AIM OF THE EXERCISE | Reproduce word for word everything in the passage on Speaker Mark Rozzi from "When British Prime" down to "to be believed.".

When British Prime Minister Liz Truss’s administration rose and fell in fifty days in 2022, the whole world laughed at the shambolic state of the House of Commons. Here in Pennsylvania in 2023, Speaker Mark Rozzi exceeded Truss’s tenure by just five days in a Harrisburg farce too strange to be believed.
The last-minute deal that brought Rozzi to the Speaker’s chair appeared at first blush to be the answer to many of the problems that plagued Pennsylvania’s capital — and American politics in general, especially as Republicans in Washington were flailing to elect a speaker there. With a two-vote Republican majority set to turn into a one-vote Democratic majority, it was clear on January 3 that no purely one-party caucus could ever hope to control the House for long. And it was more than just the shifting math: the toxic politics of the past few years, the increasing political polarization, the utter lack of trust between the parties — it all combined to make a House where compromise and cooperation were nearly impossible.
So along came Rozzi, a Berks County Democrat with a reputation for bipartisanship and friends on both sides of the aisle. He agreed to be nominated by Republicans and was elected with the support of Democrats, pledging to bring back cooperation and trust while sitting as an independent, no longer a member of either party. New rules would be passed to allow members of either party to bring legislation forward, no longer shutting out the minority completely.
A victory for moderation, trust, and decency — and it all fell apart immediately.

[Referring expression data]
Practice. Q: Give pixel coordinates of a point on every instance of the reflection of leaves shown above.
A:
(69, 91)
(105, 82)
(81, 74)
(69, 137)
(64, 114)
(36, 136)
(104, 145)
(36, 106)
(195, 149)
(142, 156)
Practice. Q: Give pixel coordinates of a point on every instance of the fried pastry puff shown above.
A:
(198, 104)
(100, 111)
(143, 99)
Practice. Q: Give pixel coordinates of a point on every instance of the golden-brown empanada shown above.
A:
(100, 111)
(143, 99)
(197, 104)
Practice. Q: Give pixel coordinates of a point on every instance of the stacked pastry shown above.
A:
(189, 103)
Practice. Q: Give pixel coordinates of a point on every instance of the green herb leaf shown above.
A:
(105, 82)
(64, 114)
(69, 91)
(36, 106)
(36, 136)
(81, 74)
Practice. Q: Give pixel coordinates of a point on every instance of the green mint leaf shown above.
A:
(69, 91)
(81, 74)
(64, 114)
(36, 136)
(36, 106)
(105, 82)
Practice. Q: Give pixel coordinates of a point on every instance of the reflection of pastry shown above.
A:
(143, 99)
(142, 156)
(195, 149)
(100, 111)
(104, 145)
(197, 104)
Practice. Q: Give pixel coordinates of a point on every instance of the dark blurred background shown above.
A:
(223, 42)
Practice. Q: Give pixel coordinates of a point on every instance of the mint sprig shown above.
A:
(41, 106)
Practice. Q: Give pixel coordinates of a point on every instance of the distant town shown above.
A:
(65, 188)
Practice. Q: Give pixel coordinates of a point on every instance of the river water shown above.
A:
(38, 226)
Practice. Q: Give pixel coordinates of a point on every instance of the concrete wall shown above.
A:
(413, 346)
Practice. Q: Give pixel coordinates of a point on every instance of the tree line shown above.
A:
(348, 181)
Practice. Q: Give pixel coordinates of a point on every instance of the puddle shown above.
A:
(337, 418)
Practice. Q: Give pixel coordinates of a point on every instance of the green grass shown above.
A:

REPLY TO THE TASK |
When British Prime Minister Liz Truss’s administration rose and fell in fifty days in 2022, the whole world laughed at the shambolic state of the House of Commons. Here in Pennsylvania in 2023, Speaker Mark Rozzi exceeded Truss’s tenure by just five days in a Harrisburg farce too strange to be believed.